- _Short task 1_: In the prctl subreaper patch email below, which people are named in the To and Cc header fields?
- _Short task 2_: Write a continuation of the prctl subreaper patch email below, picking up right after its final sentence.

- _Text excerpt_:
--------------------------------------------------

[<prev] [next>] [<thread-prev] [thread-next>] [day] [month] [year] [list]
Message-ID: <CAHO5Pa3G6VOirXf9pDjids8D3XGESCUVeipOiBBWY-Mn6xYpRg@mail.gmail.com>
Date: Tue, 24 Apr 2012 10:36:05 +1200
From: Michael Kerrisk <mtk.manpages@...il.com>
To: Kay Sievers <kay.sievers@...y.org>,
Lennart Poettering <lennart@...ttering.net>
Cc: akpm@...ux-foundation.org, linux-kernel@...r.kernel.org,
Oleg Nesterov <oleg@...hat.com>,
Michael Kerrisk <mtk.manpages@...il.com>
Subject: Re: [PATCH] prctl: add PR_{SET,GET}_CHILD_SUBREAPER to allow simple
process supervision
Lennart,
On Sun, Jan 8, 2012 at 4:56 AM, Kay Sievers <kay.sievers@...y.org> wrote:
> Resending this, it got lost last year's September.
>
> We still need it to properly implement init-like service managers.
>
> Andrew, care to pick this up again? The issues raised the last year are
> all expected to be fixed.
>
> Thanks,
> Kay
>
>
> From: Lennart Poettering <lennart@...ttering.net>
> Subject: prctl: add PR_{SET,GET}_CHILD_SUBREAPER to allow simple process supervision
You have often enthusiastically pointed out to me pieces that are
missing from the man pages. When will you be sending me a man-pages
patch to document these new prctl() options that you've added?
Thanks,
Michael
> Userspace service managers/supervisors need to track their started
> services. Many services daemonize by double-forking and get implicitly
> re-parented to PID 1. The service manager will no longer be able to
> receive the SIGCHLD signals for them, and is no longer in charge of
> reaping the children with wait(). All information about the children
> is lost at the moment PID 1 cleans up the re-parented processes.
>
> With this prctl, a service manager process can mark itself as a sort of
> 'sub-init', able to stay as the parent for all orphaned processes
> created by the started services. All SIGCHLD signals will be delivered
> to the service manager.
>
> Receiving SIGCHLD and doing wait() is in cases of a service-manager
> much preferred over any possible asynchronous notification about
> specific PIDs, because the service manager has full access to the
> child process data in /proc and the PID can not be re-used until
> the wait(), the service-manager itself is in charge of, has happened.

--------------------------------------------------

- _Data shown_:
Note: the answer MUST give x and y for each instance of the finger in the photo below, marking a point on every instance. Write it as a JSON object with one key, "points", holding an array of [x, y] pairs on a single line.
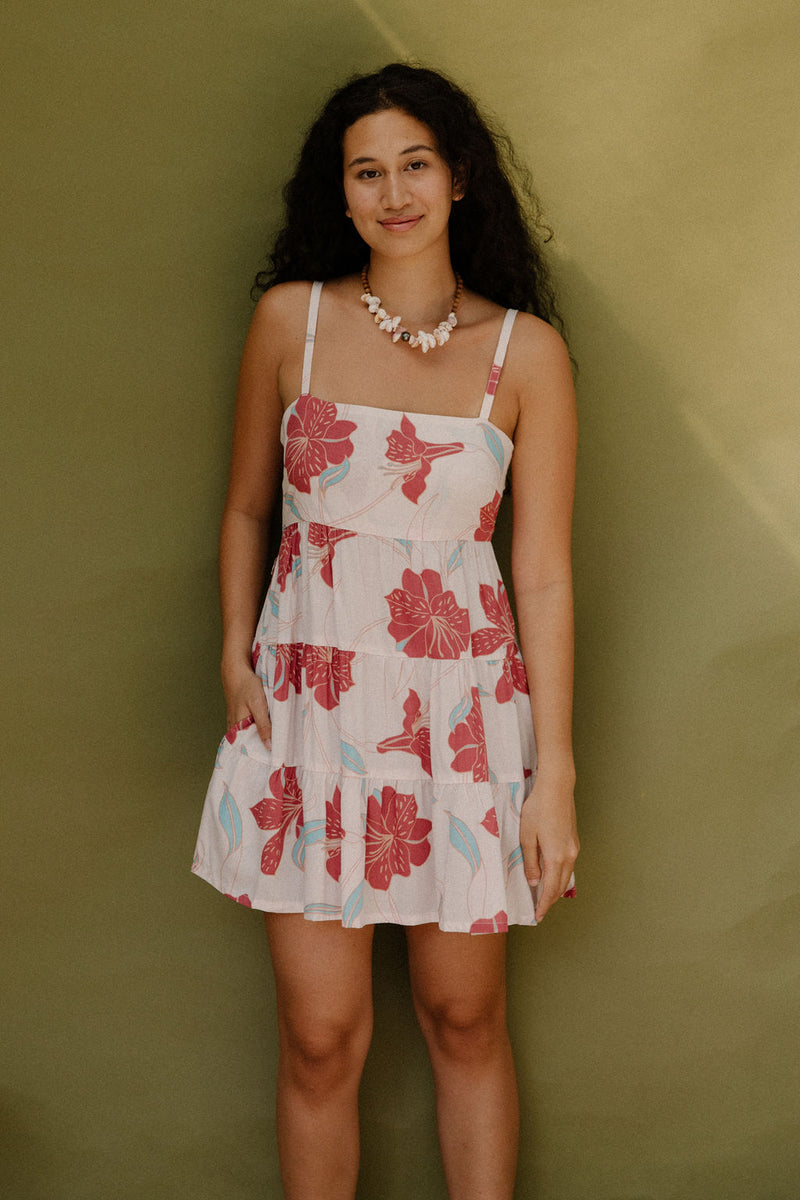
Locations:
{"points": [[262, 715], [531, 864], [549, 893]]}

--------------------------------------------------

- _Task answer 1_: Kay Sievers, Lennart Poettering, Oleg Nesterov, Michael Kerrisk

- _Task answer 2_:
>
> As a side effect, the relevant parent PID information does not get lost
> by a double-fork, which results in a more elaborate process tree and 'ps'
> output:
>
> before:
> # ps afx
> 253 ? Ss 0:00 /bin/dbus-daemon --system --nofork
> 294 ? Sl 0:00 /usr/libexec/polkit-1/polkitd
> 328 ? S 0:00 /usr/sbin/modem-manager
> 608 ? Sl 0:00 /usr/libexec/colord
> 658 ? Sl 0:00 /usr/libexec/upowerd
> 819 ? Sl 0:00 /usr/libexec/imsettings-daemon
> 916 ? Sl 0:00 /usr/libexec/udisks-daemon
> 917 ? S 0:00 \_ udisks-daemon: not polling any devices
>
> after:
> # ps afx
> 294 ? Ss 0:00 /bin/dbus-daemon --system --nofork
> 426 ? Sl 0:00 \_ /usr/libexec/polkit-1/polkitd
> 449 ? S 0:00 \_ /usr/sbin/modem-manager
> 635 ? Sl 0:00 \_ /usr/libexec/colord
> 705 ? Sl 0:00 \_ /usr/libexec/upowerd
> 959 ? Sl 0:00 \_ /usr/libexec/udisks-daemon
> 960 ? S 0:00 | \_ udisks-daemon: not polling any devices
> 977 ? Sl 0:00 \_ /usr/libexec/packagekitd
>
> This prctl is orthogonal to PID namespaces. PID namespaces are isolated
> from each other, while a service management process usually requires
> the services to live in the same namespace, to be able to talk to each
> other.
>
> Users of this will be the systemd per-user instance, which provides
> init-like functionality for the user's login session and D-Bus, which
> activates bus services on-demand. Both need init-like capabilities
> to be able to properly keep track of the services they start.
>
> Many thanks to Oleg for several rounds of review and insights.
>
> Reviewed-by: Oleg Nesterov <oleg@...hat.com>
> Signed-off-by: Lennart Poettering <lennart@...ttering.net>
> Signed-off-by: Kay Sievers <kay.sievers@...y.org>
> ---
>
> include/linux/prctl.h | 3 +++
> include/linux/sched.h | 12 ++++++++++++
> kernel/exit.c | 28 +++++++++++++++++++++++-----
> kernel/fork.c | 3 +++
> kernel/sys.c | 8 ++++++++
> 5 files changed, 49 insertions(+), 5 deletions(-)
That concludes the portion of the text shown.